───── Dataset entries
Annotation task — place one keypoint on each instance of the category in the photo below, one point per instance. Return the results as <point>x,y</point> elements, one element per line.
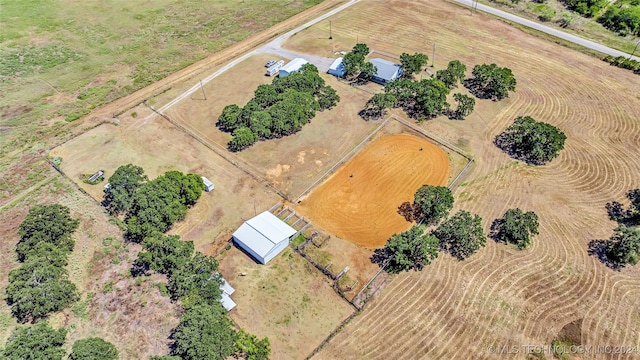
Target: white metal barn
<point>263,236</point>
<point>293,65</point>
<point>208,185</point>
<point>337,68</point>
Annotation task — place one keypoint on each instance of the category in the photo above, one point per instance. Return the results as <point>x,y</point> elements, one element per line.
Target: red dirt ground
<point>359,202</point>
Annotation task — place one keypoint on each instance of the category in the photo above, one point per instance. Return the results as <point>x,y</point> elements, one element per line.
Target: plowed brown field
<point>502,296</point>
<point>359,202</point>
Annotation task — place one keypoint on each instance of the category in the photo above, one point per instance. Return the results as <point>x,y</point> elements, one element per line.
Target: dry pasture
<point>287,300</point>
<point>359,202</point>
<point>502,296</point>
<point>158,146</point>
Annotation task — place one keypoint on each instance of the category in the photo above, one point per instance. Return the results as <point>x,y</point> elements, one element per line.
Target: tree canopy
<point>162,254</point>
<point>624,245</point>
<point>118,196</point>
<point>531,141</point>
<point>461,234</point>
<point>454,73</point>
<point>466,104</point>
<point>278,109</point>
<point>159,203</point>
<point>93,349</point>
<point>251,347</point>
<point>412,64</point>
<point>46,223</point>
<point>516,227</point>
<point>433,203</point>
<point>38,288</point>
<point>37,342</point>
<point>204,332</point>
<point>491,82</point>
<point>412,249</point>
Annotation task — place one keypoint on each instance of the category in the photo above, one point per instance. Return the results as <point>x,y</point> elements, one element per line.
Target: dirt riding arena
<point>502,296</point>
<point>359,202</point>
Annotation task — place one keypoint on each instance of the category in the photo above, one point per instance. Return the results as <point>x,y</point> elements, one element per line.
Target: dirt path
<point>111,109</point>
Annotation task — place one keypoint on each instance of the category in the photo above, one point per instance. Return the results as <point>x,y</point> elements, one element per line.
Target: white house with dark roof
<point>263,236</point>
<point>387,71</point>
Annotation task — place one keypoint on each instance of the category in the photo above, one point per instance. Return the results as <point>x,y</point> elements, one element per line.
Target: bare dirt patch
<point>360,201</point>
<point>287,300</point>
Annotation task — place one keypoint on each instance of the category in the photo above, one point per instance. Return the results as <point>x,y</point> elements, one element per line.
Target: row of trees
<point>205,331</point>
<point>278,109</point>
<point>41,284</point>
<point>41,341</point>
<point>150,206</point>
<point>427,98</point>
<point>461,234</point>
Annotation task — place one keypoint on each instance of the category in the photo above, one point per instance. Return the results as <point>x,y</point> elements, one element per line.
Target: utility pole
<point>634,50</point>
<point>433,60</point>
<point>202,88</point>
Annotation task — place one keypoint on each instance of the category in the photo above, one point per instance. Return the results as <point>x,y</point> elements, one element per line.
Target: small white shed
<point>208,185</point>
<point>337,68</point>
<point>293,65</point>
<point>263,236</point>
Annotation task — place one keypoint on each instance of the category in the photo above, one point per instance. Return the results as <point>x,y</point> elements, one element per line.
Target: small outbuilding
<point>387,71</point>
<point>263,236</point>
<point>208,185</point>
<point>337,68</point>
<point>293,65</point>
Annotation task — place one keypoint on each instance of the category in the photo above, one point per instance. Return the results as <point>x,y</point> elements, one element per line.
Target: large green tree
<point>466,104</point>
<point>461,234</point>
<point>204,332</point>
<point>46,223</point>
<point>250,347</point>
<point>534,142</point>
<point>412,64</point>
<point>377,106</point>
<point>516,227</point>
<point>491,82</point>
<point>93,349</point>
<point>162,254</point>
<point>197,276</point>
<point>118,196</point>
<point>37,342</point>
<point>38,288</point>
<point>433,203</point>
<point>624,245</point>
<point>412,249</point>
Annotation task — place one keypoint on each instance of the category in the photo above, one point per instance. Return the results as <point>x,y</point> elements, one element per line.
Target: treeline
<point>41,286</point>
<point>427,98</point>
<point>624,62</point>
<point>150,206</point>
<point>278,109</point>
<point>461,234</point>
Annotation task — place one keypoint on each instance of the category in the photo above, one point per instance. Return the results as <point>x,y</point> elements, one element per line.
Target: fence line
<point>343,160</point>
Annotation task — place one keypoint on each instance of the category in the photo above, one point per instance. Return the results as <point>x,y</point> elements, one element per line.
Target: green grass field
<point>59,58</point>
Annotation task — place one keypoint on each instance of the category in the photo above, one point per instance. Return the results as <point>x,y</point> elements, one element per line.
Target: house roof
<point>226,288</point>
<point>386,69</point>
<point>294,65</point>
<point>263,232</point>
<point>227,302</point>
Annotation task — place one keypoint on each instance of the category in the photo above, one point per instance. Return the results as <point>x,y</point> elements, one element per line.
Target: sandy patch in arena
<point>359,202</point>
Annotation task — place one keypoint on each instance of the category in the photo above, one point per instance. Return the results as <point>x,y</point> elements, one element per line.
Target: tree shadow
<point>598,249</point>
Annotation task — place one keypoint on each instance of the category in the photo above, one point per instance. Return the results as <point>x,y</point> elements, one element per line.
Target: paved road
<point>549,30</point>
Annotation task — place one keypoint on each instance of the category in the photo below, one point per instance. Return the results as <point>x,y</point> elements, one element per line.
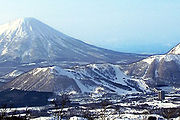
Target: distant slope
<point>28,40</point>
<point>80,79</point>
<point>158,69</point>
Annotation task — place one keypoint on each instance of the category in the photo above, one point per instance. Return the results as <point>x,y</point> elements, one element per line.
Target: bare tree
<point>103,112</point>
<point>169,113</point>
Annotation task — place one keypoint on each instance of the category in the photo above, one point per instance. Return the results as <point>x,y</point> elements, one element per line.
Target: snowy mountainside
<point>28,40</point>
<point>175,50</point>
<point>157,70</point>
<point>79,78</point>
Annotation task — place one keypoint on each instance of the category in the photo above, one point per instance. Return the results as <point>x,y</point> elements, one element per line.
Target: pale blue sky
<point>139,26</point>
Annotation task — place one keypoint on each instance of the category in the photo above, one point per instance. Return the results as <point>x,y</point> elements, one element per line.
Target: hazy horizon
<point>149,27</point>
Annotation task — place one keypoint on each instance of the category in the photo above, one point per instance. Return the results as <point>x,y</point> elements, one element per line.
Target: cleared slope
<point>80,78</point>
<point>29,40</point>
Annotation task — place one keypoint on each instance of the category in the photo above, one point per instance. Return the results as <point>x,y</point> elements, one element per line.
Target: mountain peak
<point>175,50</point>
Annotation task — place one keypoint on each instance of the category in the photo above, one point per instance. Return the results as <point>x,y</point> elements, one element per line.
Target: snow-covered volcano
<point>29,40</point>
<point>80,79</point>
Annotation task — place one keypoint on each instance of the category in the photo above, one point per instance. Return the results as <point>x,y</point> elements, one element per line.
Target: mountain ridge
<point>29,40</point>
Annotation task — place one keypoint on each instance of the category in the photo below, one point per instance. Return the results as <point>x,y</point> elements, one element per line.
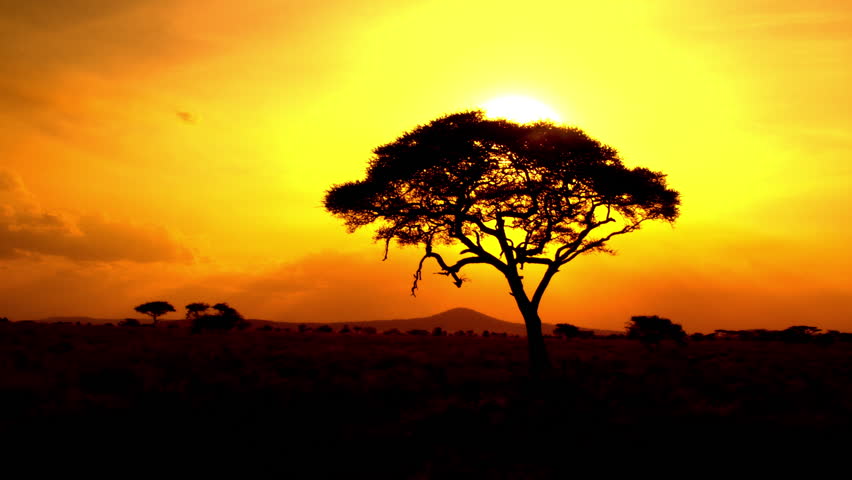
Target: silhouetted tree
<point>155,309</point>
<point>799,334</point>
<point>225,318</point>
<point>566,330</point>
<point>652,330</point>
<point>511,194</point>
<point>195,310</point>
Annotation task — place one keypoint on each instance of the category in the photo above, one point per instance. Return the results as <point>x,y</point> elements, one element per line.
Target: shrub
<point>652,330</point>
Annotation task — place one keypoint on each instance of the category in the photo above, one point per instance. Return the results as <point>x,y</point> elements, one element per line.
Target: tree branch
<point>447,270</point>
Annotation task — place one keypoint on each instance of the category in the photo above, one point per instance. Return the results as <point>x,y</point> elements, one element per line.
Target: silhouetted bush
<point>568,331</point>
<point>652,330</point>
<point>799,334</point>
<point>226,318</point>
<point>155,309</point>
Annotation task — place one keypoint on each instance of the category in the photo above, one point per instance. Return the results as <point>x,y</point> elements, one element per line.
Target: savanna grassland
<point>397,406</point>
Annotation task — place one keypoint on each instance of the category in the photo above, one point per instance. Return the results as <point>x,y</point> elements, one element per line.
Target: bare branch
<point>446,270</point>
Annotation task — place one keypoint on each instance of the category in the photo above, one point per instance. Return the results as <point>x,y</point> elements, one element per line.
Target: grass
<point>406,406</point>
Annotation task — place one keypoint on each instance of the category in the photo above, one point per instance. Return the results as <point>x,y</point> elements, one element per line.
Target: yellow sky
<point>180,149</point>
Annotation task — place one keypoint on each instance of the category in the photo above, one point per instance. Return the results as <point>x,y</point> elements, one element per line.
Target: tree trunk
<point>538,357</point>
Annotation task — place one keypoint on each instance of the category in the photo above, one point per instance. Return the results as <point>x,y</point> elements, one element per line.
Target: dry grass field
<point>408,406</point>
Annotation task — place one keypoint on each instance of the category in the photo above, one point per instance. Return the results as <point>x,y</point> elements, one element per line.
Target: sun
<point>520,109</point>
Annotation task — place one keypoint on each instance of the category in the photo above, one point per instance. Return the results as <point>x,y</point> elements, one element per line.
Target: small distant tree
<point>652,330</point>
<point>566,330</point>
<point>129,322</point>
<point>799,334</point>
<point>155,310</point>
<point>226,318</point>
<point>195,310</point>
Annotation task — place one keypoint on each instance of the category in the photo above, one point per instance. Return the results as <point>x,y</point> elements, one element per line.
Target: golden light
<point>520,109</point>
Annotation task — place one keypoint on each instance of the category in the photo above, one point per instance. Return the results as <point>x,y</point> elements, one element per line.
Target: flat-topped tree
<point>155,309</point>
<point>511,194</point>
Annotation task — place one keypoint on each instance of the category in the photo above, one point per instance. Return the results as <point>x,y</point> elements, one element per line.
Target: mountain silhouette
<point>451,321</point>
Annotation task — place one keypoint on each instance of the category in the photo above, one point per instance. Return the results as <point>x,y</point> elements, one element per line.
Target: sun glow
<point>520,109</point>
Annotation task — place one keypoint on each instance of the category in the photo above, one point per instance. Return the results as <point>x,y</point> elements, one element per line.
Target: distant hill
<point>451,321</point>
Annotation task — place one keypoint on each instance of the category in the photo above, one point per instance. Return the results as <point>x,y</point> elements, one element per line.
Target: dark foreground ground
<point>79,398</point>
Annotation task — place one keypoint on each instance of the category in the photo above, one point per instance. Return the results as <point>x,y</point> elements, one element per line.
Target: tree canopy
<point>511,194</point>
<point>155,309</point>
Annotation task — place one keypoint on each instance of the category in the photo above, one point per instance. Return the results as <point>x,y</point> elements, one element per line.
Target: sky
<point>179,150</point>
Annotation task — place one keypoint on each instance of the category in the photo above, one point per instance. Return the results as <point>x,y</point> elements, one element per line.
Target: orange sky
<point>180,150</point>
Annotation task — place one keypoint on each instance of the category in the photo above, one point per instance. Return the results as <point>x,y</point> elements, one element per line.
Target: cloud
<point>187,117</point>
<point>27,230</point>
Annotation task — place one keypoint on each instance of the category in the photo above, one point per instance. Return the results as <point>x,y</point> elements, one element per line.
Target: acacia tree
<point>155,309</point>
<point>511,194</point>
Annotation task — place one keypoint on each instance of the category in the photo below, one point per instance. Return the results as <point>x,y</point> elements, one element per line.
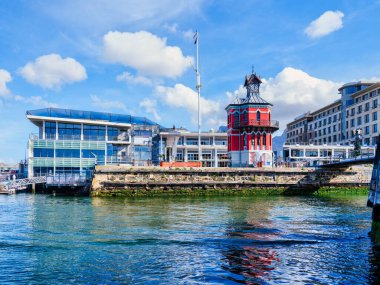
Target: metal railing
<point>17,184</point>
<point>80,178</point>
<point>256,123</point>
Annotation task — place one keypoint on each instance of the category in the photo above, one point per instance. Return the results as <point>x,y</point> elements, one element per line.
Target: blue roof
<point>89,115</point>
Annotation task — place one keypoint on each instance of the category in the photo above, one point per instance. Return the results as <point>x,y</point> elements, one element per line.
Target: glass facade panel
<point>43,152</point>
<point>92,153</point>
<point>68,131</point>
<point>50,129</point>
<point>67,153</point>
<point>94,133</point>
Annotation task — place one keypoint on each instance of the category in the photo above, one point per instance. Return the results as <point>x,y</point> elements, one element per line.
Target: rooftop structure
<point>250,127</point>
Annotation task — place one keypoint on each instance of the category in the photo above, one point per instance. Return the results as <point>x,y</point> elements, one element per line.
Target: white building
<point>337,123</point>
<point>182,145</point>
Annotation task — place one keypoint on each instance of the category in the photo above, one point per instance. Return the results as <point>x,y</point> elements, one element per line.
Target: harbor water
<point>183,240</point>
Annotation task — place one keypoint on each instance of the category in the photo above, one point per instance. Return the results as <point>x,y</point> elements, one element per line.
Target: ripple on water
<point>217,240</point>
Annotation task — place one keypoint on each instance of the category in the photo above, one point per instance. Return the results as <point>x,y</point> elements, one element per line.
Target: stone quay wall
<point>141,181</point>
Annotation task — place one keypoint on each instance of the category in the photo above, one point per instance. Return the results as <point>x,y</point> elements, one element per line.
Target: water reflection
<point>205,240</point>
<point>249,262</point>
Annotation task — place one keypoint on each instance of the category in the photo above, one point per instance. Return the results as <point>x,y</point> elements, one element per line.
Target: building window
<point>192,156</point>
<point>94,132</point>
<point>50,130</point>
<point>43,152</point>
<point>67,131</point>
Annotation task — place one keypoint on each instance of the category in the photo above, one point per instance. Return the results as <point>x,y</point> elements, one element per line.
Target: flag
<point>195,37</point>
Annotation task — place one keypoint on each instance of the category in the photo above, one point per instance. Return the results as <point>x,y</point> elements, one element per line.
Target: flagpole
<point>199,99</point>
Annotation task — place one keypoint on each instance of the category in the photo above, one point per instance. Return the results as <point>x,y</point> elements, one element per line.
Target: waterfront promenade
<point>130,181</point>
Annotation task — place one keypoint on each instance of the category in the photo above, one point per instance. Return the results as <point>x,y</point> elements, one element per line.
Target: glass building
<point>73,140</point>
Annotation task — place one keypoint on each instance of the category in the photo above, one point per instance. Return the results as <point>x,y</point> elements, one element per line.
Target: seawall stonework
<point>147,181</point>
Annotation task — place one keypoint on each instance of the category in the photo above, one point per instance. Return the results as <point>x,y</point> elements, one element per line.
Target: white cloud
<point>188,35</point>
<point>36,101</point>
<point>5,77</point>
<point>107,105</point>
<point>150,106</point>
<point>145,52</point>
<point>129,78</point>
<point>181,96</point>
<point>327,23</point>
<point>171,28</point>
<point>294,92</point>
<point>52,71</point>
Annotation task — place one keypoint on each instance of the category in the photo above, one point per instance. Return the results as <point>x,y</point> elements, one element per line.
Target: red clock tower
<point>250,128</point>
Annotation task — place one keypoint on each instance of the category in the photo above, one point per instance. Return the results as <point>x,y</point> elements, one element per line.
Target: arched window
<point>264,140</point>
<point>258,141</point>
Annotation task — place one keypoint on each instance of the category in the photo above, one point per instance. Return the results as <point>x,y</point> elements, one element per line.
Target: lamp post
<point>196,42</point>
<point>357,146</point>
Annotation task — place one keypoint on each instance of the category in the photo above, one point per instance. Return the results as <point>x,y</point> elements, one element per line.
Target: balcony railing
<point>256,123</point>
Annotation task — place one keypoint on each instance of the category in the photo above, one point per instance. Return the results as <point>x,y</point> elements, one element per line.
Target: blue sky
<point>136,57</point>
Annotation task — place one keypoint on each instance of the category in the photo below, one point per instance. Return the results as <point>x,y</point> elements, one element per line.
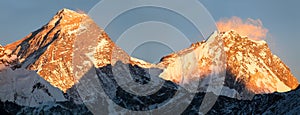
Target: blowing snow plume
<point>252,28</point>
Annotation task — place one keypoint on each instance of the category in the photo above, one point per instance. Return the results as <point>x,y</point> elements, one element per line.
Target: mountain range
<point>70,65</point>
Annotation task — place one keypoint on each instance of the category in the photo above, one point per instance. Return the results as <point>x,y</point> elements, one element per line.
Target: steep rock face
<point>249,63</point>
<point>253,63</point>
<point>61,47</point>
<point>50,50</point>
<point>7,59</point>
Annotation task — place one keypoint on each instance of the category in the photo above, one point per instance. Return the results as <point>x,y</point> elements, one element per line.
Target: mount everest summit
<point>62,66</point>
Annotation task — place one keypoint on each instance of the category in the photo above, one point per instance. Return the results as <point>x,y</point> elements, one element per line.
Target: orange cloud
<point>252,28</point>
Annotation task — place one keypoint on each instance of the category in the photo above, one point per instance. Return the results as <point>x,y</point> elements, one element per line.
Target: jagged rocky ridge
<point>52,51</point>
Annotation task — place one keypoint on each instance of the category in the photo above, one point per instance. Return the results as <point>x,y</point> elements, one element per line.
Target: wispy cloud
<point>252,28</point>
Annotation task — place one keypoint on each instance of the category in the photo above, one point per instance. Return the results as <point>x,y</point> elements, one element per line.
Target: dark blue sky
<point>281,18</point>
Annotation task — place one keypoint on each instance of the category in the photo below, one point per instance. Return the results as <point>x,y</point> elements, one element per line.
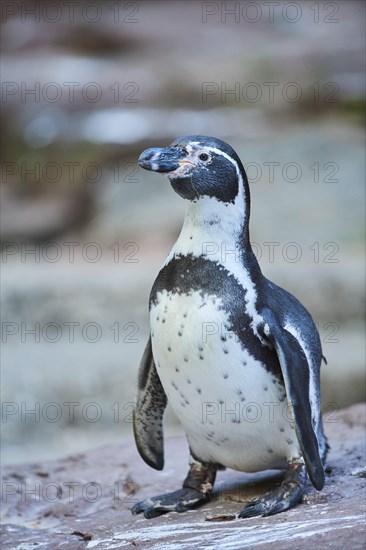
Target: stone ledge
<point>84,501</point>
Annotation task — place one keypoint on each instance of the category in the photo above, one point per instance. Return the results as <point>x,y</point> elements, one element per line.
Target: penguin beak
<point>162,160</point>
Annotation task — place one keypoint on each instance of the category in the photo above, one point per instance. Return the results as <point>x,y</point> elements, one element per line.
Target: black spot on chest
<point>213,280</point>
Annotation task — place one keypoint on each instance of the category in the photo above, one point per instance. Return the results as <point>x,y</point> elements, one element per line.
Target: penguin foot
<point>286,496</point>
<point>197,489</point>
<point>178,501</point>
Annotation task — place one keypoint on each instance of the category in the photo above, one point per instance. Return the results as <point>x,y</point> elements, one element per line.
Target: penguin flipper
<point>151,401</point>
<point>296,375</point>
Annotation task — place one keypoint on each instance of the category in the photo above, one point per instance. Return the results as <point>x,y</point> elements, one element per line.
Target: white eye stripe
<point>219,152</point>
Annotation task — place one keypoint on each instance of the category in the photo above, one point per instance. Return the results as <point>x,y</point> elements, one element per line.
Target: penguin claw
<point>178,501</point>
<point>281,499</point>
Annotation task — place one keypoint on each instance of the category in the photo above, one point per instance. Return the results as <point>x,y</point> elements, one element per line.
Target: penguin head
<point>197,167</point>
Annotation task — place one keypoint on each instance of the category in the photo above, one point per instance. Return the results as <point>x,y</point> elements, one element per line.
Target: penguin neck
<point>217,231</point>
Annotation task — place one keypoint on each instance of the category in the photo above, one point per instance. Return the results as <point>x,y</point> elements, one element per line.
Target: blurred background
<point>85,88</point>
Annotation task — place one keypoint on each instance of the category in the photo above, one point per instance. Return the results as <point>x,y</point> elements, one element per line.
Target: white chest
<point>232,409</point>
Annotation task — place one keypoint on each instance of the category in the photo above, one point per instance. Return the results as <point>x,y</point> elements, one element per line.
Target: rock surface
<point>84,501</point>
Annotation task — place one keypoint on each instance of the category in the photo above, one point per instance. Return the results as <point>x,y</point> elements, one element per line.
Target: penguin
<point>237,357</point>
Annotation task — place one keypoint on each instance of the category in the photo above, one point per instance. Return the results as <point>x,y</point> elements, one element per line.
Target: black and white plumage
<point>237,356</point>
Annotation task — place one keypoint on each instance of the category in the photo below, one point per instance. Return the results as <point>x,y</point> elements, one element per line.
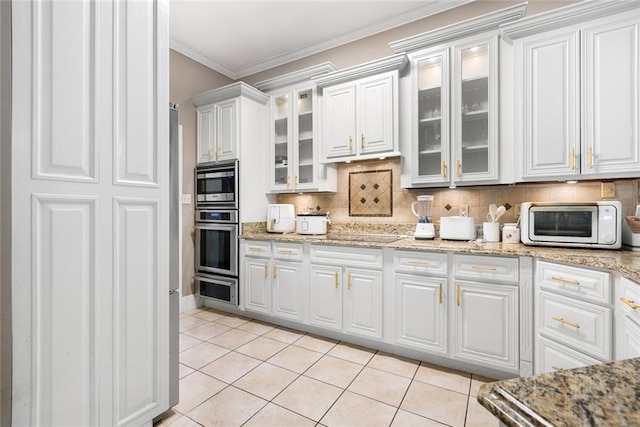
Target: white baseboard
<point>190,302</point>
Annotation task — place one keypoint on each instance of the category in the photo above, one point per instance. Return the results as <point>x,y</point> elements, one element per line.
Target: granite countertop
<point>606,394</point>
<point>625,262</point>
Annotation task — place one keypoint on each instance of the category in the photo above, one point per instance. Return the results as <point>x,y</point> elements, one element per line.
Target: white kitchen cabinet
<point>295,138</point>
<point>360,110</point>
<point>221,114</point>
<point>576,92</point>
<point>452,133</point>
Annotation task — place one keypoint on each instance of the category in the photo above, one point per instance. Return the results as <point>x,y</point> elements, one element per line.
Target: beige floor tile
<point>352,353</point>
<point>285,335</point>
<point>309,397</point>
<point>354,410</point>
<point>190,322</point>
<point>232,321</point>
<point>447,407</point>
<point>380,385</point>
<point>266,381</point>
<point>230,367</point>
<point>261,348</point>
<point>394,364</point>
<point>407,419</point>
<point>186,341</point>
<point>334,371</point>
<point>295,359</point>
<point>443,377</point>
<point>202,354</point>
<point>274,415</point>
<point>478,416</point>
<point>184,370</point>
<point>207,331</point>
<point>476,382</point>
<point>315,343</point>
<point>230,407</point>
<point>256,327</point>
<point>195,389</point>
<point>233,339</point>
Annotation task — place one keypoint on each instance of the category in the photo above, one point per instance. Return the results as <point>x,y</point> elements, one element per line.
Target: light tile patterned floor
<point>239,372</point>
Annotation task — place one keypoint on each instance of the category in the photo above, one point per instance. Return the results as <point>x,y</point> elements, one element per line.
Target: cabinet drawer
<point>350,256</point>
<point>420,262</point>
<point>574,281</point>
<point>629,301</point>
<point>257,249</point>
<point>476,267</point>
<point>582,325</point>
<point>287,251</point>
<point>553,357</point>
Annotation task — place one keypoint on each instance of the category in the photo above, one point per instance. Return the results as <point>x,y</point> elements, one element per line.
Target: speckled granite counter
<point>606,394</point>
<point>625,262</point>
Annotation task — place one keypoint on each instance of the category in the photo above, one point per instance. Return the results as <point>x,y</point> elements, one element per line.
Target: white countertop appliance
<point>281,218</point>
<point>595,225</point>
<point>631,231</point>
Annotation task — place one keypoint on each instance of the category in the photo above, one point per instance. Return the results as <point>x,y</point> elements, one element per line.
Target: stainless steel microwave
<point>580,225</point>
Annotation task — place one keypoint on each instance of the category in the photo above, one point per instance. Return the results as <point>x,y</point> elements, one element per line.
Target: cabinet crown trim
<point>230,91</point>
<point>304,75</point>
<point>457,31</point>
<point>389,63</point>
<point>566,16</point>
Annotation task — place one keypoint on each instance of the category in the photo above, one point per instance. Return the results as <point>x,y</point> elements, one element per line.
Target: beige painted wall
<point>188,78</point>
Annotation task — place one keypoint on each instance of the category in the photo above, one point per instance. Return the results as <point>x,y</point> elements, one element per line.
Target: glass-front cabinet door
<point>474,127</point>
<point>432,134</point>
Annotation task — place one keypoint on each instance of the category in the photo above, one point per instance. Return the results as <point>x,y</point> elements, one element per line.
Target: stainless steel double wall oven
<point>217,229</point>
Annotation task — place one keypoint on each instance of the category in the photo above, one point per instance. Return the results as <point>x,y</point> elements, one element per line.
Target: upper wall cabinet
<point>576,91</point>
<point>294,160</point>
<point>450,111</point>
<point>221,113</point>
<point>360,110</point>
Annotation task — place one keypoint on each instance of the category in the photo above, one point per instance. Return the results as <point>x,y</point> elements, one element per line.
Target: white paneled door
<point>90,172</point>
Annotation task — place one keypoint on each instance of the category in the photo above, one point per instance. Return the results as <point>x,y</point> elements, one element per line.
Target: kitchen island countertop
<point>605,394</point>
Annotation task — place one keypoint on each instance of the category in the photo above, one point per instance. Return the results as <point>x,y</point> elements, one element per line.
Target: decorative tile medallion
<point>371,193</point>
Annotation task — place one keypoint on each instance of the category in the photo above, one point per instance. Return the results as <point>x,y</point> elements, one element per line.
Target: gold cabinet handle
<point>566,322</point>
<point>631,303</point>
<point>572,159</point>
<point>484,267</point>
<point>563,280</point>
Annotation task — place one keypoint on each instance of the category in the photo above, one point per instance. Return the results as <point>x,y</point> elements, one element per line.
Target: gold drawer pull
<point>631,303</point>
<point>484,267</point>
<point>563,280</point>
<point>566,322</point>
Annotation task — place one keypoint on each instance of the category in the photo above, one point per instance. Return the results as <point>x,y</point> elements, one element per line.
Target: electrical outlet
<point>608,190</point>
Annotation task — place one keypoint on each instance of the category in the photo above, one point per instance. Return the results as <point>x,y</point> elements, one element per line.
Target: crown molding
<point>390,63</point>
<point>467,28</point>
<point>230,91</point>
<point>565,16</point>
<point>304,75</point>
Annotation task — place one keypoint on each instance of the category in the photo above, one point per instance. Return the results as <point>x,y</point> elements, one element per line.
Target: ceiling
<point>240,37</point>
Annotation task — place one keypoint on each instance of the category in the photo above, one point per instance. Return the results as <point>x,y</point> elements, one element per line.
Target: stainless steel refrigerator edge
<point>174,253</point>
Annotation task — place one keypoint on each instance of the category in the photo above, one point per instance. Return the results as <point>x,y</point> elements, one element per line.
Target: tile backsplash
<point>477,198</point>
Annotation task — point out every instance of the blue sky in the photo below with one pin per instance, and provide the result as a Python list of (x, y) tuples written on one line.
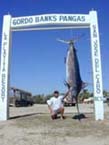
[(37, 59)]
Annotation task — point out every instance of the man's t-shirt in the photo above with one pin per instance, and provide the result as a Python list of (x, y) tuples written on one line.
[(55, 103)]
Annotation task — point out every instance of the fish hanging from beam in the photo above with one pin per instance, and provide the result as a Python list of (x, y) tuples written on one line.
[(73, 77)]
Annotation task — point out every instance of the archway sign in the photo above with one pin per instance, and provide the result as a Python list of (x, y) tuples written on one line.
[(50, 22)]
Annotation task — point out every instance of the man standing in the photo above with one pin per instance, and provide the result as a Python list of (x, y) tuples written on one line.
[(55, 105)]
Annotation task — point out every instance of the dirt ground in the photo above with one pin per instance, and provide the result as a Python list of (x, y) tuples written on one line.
──────────
Update the stretch of the listing from the line containing "Annotation task — point out every instance of the archway" through the end of the listing, replacing "one pin per instance" with "one marker per instance" and changing nothing else. Give only those lines.

__Exercise response__:
Annotation task — point out every instance of the archway sign in the photo above with one marker per instance, and provide the result as a Python list of (x, y) tuples written on one line.
[(50, 22)]
Annotation task — point out every instance of the man standing in the photo above with one marker per instance, and provide the result as a Python list of (x, y) tuples written on one line.
[(55, 105)]
Annotation task — point out every instance of the dirt ground in the photo above with one marker per instance, and provide the result as a Python list of (x, y) tuples written on one line.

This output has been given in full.